**Exercise directions:**
Beginning with the line that holds "Where is each instance of the white dried", retype the rest of the listing exactly, last line included.

**Data for review:**
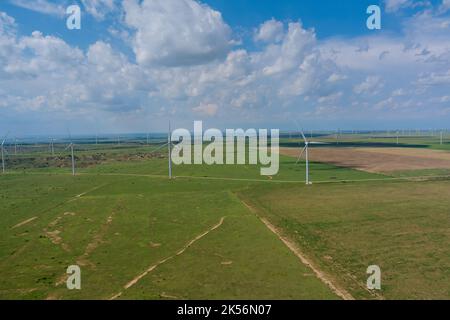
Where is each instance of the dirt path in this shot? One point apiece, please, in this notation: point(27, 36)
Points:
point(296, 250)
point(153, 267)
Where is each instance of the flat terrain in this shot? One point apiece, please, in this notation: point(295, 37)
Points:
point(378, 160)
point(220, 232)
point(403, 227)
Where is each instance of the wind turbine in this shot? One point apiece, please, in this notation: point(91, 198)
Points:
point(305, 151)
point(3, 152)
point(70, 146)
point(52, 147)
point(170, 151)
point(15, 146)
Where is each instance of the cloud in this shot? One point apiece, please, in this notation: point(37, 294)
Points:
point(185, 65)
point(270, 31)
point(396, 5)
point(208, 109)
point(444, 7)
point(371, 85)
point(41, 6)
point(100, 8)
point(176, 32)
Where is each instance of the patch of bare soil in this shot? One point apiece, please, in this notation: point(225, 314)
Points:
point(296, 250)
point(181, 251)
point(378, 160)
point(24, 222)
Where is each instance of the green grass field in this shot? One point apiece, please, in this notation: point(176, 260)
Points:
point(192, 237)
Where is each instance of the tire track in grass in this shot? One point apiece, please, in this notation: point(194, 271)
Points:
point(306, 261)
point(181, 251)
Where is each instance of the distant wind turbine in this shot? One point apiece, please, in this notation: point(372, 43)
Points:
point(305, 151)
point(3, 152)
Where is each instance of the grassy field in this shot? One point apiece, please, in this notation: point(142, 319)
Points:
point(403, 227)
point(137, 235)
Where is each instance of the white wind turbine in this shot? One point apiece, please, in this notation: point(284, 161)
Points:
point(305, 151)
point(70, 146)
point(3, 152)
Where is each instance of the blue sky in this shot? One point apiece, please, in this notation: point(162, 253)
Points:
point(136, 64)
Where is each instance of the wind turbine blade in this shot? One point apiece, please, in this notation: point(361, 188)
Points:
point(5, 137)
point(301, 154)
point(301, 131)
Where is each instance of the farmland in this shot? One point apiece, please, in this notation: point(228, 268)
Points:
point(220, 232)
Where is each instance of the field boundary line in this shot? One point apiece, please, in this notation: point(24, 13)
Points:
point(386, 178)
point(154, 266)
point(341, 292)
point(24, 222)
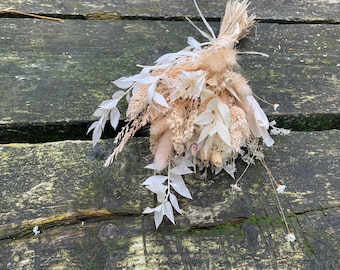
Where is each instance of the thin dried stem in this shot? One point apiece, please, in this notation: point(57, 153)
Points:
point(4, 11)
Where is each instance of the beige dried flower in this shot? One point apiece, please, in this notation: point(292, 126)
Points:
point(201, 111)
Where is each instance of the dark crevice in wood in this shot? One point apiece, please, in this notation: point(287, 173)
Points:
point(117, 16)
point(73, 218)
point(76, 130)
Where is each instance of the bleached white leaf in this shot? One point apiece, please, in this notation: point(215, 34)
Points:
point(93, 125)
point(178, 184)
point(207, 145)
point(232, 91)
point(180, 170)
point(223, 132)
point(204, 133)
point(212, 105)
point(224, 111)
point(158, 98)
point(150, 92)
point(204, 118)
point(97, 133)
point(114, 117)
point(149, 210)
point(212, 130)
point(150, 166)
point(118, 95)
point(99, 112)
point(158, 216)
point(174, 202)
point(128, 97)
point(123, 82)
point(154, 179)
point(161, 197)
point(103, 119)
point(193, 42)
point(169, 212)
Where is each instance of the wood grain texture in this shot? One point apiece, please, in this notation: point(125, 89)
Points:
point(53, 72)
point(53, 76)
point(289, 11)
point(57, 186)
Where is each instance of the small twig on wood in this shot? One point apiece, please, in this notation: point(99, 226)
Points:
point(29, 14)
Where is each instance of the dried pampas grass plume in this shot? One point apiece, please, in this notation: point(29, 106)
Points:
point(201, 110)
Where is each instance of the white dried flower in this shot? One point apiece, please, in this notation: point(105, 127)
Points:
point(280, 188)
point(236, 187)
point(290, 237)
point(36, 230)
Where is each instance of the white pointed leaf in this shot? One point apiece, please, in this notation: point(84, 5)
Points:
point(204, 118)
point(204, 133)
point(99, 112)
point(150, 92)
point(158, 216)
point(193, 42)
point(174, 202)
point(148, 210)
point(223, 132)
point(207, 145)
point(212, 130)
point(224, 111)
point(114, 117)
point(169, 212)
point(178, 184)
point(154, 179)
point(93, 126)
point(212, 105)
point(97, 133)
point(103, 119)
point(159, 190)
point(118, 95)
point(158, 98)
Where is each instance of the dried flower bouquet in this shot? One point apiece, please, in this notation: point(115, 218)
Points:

**Expected answer:**
Where is each instance of the white dried flower in this shot? One point apiece, please, in this notation: point(105, 127)
Points:
point(280, 188)
point(236, 187)
point(290, 237)
point(36, 230)
Where is each instance of the white pointed leaf in this shot? One point apiece, please, in this notation: point(84, 5)
Points:
point(204, 118)
point(204, 133)
point(99, 112)
point(150, 92)
point(158, 216)
point(193, 42)
point(174, 202)
point(148, 210)
point(223, 132)
point(207, 145)
point(212, 130)
point(224, 111)
point(114, 117)
point(169, 212)
point(178, 184)
point(154, 179)
point(93, 126)
point(212, 105)
point(97, 133)
point(103, 119)
point(159, 190)
point(118, 95)
point(158, 98)
Where is each instance of the dried flower bouquet in this shot? One point apiece, please, in this notation: point(115, 218)
Points:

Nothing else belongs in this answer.